* Begin Page excerpt *
I'm going to predict the future for you here. Hopefully, like any good prognosticator, I'll leave my definitions vague enough and my time-line open enough that I'm almost guaranteed to be correct. What I'm going to tell you is the look of the web operating system, or WOS, that will ultimately "win".
The primary purpose of a WOS is to convert web services into a commodity. This is really just argument by assertion, but here goes anyway.
DOS is to disk as WOS is to ___?
The point of a computer operating system is to abstract all of the "interesting" parts of a computer in a way that allows application programmers to make use of them. Think back. Disk Operating System, or DOS, existed to read applications off of disks and to allow those applications to read and write to disks. Without a disk operating system, application providers would need to partner up with both computer and disk drive providers to deliver an application suite. Some amount of application code would need to exist in the ROM of the computer just to read the rest of the application suite off the disk.
This is largely the state of the web today. A complete web application utilizes a wide variety of web services for distribution, authentication, session management, search, etc. To deliver a web application today, you need to deliver an entire web server, or fleet of web servers. You can partner with other businesses for site hosting, back-end databases, and storage. You can utilize relatively common components, such as with LAMP. Nevertheless, as it stands, it is impossible to define a complete and relatively complex web application that can be freely moved from one operating environment to another.
Many of the critical services needed by a web application can be hosted by the local desktop. I argue a WOS must include a reference server, though I don't know if that is the only solution. What I do know is that one desktop server doesn't scale well to applications that could have users across the entire web. It is therefore critical the application just as easily makes use of commodity web services. That is the benefit of using a WOS. It provides the abstraction to make an web application that can scale without modification.
* End Page excerpt *
What is asked: Decide whether each statement agrees with the web operating system piece, answering yes or no and quoting the words from it that settle the matter. 1. The writer is certain that a reference server is the only solution for a WOS. 2. DOS existed to read applications off of disks. 3. A complete, relatively complex web application can today be moved freely from one operating environment to another.
* Begin Extracted data *
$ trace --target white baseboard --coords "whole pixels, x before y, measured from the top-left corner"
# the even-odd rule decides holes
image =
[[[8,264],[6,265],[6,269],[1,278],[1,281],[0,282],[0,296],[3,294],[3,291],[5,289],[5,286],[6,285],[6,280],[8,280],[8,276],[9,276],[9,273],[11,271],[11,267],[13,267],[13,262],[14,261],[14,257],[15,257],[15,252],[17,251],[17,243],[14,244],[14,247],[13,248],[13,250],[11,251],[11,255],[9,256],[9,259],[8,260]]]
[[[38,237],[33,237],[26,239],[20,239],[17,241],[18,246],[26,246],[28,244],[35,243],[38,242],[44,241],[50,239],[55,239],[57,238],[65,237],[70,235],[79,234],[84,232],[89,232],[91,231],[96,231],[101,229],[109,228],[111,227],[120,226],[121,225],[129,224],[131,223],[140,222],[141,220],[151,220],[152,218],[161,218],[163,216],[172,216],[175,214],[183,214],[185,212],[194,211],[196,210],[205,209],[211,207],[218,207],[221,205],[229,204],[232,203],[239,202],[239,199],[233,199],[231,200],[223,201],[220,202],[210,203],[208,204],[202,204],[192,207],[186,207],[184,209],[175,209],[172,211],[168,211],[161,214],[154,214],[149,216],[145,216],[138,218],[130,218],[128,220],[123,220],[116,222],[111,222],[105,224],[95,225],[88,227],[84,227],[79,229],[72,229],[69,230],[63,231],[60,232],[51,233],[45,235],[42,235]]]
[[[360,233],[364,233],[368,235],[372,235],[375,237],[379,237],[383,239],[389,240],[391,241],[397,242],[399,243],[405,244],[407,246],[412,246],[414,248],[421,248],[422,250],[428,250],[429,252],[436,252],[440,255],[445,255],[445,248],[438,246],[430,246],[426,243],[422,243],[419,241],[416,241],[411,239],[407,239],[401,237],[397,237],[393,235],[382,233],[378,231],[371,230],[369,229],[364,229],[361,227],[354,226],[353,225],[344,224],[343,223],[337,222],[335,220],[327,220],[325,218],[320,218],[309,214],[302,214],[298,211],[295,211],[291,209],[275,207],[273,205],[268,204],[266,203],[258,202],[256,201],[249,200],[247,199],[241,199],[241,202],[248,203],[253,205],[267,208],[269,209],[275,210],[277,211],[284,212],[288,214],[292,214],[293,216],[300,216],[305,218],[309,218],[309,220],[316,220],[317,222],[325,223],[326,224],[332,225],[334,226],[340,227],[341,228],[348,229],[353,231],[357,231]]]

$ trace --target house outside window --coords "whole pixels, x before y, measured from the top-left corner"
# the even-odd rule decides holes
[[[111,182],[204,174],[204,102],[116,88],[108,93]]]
* End Extracted data *
Full output:
1. No: "I argue a WOS must include a reference server, though I don't know if that is the only solution."
2. Yes: "Disk Operating System, or DOS, existed to read applications off of disks and to allow those applications to read and write to disks."
3. No: "it is impossible to define a complete and relatively complex web application that can be freely moved from one operating environment to another."